Set task: Rewrite the rows starting with the line that contains "can in this photo." and going on through the line that contains "[(98, 378)]", replacing "dark sedan" with "black sedan" and keeping everything else the same. Return only those lines.
**** Supplied data ****
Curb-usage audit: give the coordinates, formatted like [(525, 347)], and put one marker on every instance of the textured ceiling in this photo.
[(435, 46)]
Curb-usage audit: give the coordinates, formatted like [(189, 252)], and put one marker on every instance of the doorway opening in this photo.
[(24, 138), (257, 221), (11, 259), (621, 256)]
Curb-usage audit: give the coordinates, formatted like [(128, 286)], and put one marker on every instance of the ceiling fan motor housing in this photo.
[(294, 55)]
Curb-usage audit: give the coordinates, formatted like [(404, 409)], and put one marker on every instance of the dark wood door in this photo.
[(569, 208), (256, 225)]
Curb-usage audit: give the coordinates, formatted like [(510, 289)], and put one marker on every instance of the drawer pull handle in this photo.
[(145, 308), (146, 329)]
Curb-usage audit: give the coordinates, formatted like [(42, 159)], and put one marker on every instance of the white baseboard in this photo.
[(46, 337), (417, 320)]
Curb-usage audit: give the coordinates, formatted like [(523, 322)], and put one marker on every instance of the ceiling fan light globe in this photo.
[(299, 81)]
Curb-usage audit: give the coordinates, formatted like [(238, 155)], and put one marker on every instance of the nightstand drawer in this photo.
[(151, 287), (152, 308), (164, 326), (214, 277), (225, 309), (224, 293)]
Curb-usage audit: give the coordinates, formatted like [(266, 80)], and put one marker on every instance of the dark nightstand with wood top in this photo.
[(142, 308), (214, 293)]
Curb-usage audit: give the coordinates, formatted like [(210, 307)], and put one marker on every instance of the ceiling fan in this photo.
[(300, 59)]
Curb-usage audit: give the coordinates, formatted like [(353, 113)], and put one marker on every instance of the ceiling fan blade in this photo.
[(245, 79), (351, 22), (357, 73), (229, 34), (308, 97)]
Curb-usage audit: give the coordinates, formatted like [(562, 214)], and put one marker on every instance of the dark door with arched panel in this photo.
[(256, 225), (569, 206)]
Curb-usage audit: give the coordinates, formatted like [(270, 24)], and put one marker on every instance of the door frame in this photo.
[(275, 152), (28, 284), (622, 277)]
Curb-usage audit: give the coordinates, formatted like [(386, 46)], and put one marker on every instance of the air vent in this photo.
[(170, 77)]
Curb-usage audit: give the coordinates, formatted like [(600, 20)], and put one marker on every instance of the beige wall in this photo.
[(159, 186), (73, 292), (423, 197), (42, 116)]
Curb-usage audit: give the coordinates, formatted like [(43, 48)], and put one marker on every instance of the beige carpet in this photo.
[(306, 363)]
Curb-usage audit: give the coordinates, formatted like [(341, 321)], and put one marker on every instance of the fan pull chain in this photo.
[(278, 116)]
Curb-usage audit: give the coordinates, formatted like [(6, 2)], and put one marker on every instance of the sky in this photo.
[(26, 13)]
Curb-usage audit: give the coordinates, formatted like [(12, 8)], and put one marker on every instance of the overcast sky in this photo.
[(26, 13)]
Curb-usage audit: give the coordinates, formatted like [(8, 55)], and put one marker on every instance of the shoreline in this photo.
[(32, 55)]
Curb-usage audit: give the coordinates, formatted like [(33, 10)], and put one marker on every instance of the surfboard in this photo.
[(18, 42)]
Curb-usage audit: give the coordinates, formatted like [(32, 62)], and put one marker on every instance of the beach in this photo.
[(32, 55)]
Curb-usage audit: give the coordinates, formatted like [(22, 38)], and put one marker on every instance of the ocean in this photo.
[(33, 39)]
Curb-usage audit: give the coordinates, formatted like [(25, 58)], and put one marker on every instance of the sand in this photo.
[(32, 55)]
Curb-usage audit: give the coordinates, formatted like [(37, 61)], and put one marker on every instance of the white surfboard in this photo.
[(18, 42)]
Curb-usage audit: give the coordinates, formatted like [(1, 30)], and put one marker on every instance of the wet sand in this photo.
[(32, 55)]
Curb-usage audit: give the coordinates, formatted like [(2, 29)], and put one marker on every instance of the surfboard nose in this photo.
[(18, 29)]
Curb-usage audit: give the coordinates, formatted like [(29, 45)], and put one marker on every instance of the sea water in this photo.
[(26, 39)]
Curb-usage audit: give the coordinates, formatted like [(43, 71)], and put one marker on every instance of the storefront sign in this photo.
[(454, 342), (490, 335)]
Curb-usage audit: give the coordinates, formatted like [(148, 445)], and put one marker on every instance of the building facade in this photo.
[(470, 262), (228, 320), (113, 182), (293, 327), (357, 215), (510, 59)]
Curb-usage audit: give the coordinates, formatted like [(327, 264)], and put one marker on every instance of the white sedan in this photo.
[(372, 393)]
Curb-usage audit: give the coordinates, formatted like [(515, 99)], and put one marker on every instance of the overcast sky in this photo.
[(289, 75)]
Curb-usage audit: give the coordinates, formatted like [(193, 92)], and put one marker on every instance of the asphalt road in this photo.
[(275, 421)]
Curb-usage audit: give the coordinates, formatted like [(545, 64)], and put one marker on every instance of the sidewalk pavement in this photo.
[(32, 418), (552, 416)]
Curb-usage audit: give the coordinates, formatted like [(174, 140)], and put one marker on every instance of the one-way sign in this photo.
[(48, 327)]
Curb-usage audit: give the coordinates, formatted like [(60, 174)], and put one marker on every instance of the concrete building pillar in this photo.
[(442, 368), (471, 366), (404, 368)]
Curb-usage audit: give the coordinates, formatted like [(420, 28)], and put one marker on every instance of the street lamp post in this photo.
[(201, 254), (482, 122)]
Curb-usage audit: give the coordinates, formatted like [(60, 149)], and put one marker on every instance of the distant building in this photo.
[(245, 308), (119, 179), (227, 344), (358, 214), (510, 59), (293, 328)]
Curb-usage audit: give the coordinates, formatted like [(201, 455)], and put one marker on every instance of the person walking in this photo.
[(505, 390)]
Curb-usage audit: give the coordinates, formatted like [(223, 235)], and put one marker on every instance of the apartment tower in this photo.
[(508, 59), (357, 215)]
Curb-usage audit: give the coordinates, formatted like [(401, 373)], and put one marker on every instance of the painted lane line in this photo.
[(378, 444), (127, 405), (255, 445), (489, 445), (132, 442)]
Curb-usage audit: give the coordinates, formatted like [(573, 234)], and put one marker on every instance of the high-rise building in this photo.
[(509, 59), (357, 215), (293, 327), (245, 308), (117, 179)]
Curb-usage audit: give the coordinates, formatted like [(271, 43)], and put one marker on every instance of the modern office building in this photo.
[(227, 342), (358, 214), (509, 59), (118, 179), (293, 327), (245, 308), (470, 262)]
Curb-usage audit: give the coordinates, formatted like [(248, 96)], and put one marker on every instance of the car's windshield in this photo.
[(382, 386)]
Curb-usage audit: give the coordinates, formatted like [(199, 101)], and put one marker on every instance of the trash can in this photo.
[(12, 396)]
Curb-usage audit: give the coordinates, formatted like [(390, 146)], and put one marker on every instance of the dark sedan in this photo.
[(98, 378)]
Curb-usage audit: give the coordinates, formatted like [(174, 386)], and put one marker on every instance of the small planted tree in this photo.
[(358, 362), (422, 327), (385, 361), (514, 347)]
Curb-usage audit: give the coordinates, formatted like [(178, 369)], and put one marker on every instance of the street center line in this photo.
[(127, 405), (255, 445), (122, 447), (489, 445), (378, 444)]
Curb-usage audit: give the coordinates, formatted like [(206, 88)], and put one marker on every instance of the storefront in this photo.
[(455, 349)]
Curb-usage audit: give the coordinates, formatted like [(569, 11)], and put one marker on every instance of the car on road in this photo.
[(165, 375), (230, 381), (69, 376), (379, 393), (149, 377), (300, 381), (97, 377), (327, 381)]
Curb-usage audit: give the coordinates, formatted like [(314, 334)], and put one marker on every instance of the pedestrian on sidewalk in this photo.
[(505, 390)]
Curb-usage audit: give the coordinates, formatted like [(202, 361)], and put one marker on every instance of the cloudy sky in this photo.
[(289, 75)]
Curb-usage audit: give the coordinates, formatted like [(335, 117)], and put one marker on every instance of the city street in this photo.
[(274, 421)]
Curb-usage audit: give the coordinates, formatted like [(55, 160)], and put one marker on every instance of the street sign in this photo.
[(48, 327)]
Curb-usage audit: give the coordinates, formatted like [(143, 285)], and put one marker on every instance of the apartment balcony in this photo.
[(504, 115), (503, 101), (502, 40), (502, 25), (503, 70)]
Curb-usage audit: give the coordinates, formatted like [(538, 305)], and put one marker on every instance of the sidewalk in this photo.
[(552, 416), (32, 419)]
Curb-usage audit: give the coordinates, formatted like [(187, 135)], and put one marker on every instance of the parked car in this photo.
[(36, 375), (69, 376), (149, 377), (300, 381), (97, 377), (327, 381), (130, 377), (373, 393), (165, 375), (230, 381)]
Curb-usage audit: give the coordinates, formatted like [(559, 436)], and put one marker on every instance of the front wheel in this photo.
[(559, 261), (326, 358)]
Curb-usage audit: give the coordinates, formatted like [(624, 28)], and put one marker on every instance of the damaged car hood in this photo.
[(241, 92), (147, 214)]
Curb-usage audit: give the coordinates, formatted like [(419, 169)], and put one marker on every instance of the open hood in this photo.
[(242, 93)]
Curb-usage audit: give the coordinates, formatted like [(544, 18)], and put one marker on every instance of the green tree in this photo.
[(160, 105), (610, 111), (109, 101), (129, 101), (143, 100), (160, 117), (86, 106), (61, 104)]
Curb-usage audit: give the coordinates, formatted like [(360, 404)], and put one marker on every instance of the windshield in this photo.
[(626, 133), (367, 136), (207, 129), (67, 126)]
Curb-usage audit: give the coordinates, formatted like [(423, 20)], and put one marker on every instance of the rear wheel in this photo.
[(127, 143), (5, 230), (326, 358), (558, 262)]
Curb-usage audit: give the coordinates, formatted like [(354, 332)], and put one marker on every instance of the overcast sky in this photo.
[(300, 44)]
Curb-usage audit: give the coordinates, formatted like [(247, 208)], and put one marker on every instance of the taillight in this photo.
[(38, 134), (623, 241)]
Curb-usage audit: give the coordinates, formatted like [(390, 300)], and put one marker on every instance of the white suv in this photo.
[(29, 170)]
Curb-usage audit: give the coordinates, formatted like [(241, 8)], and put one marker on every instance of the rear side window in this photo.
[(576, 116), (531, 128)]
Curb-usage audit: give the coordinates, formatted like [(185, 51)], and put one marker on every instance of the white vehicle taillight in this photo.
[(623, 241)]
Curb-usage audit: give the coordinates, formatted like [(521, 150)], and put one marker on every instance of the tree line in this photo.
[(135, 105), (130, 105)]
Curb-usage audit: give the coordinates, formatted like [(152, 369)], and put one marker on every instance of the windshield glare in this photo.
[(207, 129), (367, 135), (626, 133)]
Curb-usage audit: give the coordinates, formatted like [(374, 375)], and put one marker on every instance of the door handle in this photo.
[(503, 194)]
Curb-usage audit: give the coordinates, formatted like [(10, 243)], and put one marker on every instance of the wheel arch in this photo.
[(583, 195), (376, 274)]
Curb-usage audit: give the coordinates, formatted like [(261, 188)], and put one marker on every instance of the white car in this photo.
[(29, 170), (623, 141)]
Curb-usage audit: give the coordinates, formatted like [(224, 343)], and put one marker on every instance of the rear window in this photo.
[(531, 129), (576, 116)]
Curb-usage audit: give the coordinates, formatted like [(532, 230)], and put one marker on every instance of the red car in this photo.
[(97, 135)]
****
Output for this exercise:
Curb-usage audit: give the coordinates, formatted like [(199, 101)], and put one marker on every instance of the trash can in this photo.
[(12, 396)]
Curb-usage audit: give the coordinates, formatted like [(390, 146)], and put one marker on every instance of the black sedan in this photo.
[(98, 378)]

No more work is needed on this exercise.